L’etica di Be Green Tannery nella fashion industry

Un sistema di concia sostenibile, per creare capi con bassissima concentrazione di metalli, e realizzati attraverso il recupero dello scarto

L’industria della moda é responsabile di produrre il 10% delle emissioni climatiche annuali (Eprs 2017; Un 2018); i motivi di un impatto così drammatico sono da ricercarsi in diversi aspetti che coinvolgono tutta la filiera di produzione.
Uno dei principali responsabili è il cosiddetto fast fashion, un tipo di strategia d’impresa che intende rispondere alle esigenze dei consumatori alla continua ricerca di capi alla moda, in modo rapido ed economico. Il rispetto di tali tempistiche ed esigenze ha portato alla creazione di articoli, basandosi su un sistema di produzione insostenibile nel consumo e nel rispetto delle risorse naturali.
Per comprendere la portata di tale fenomeno basta leggere alcuni dati: si stima che la catena di approvvigionamento tessile richieda un uso significativo di acqua (79 miliardi di metri cubi nel 2015), un rilevante impiego di combustibili fossili sin dalle attività di produzione a monte, con conseguente inquinamento idrico causato dalle micro plastiche (0,5 milioni tonnellate di micro fibre rilasciate negli oceani per anno).
A tali dati si aggiungono anche quelli riportati dall’agenzia svedese per le sostanze chimiche, nel cui rapporto dichiara che le diverse fasi di produzione tessile (filatura delle materie prime in filati, tessitura e finissaggio) richiedono l’utilizzo di più di 3.500 sostanze chimiche, di cui più di 350 hanno proprietà pericolose (Eprs 2022).

In uno scenario così drammatico come quello delineato, Be Green Tannery si differenzia, rivoluzionando il settore della conceria attraverso un modello di produzione della pelle unico e innovativo, ma soprattutto sostenibile.
Lo racconta la dottoressa Annalisa de Piano, Cfo ed ideatrice, insieme al fratello, il dottore Felice De Piano, del nuovo progetto Be Green. Si tratta di una pmi innovativa che nasce nel 2018 a Solofra (Av).
Giunta alla terza generazione di attività conciaria, percependo le nuove necessità sociali, i De Piano avvertono l’esigenza di realizzare un prodotto diverso, ottenuto da un sistema di lavorazione della pelle innovativo e 100% ‘metal free’.

* Esercizi proposti *
- A) Modifica il brano su Be Green Tannery partendo da "A tali dati" e terminando con "pericolose (Eprs 2022).", mettendo "maglieria" al posto di "tessitura".
- B) Continua il brano su Be Green Tannery a partire dalla sua ultima frase.
Le voci che seguono non hanno alcun legame con il brano su Be Green Tannery.

Dati di localizzazione dei punti
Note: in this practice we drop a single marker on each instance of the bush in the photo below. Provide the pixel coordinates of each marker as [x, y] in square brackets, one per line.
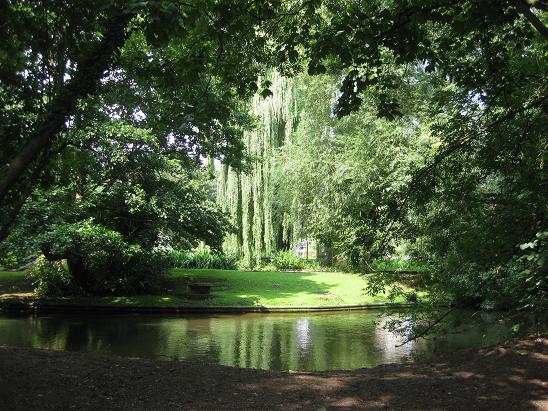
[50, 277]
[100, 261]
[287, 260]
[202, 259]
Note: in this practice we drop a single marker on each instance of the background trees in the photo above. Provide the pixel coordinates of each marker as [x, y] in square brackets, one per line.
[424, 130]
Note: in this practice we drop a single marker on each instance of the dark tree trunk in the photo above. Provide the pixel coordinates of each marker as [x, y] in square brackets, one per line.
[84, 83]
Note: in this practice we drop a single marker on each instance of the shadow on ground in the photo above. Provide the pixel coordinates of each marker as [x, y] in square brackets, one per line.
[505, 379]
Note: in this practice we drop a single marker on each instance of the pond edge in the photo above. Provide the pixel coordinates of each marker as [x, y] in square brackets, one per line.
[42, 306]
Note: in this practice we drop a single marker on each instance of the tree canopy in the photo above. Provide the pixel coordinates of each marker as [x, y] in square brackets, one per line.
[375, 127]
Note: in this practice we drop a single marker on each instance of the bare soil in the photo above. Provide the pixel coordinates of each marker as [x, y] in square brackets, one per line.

* Risultati dell'esercizio *
- A)
A tali dati si aggiungono anche quelli riportati dall’agenzia svedese per le sostanze chimiche, nel cui rapporto dichiara che le diverse fasi di produzione tessile (filatura delle materie prime in filati, maglieria e finissaggio) richiedono l’utilizzo di più di 3.500 sostanze chimiche, di cui più di 350 hanno proprietà pericolose (Eprs 2022).

- B)
A differenza del sistema di concia tradizionale, tutto il prodotto di Be Green Tannery presenta una concentrazione di metalli inferiore allo 0,1% (1000 mg/kg). Il processo di lavorazione rispetta standard di produzione responsabili e sostenibili. Adottando il modello circolare, Be Green Tannery lavora attraverso il recupero dello scarto, derivante dall’industria alimentare, che altrimenti sarebbe destinato all’incenerimento.
Nonostante la lavorazione della concia metal free in generale presenti delle limitazioni di tipo tecnico e strutturale, il brevetto di Be Green Tannery si differenzia dagli altri per aver messo a punto un prodotto finale che non presenta limitazioni di applicabilità, colori e destinazioni d’uso.

La sostenibilità è qualità e viceversa. Be Green Tannery ha infatti ottenuto la certificazione Lwg (Leather working group), una comunità globale che si impegna a promuovere le best practice nella salvaguardia ambientale, attraverso un sistema di identificazione di quelle imprese che contribuiscono a una produzione di pelle responsabile.
La sensibilità ambientale di Be Green Tannery si misura anche dalla riduzione nell’impiego delle risorse, riscontrabile nella diminuzione dell’impiego di acqua del 30% e un abbattimento dell’energia pari al 33%.
“Lo scarto non è solo recuperato, ma anche nobilitato e a basso impatto ambientale -dichiara la dottoressa De Piano-. Evitando il processo di incenerimento degli scarti dell’industria alimentare, infatti, si impedisce la dispersione di emissioni di Co2 nell’atmosfera e in aggiunta, mediante la pratica della conciatura, si contrasta il processo di putrefazione della pelle, dunque la creazione di micro organismi e la diffusione di virus e batteri.
“Inoltre la sostenibilità -rassicura la dottoressa De Piano- si riscontra anche a livello economico: il risparmio delle risorse, la diminuzione della forza lavoro, la qualità eccellente permettono l’ottenimento di un prodotto, oltre che etico, proficuo”.
Non risulta dunque difficile immaginare la risposta della dottoressa De Piano alla domanda se ritiene che possa o meno esistere un modello di business etico. Lei risponde senza esitazione: “Certamente, è possibile. Bisogna solo buttarsi”.

*dottoranda presso università LUMSA, Roma.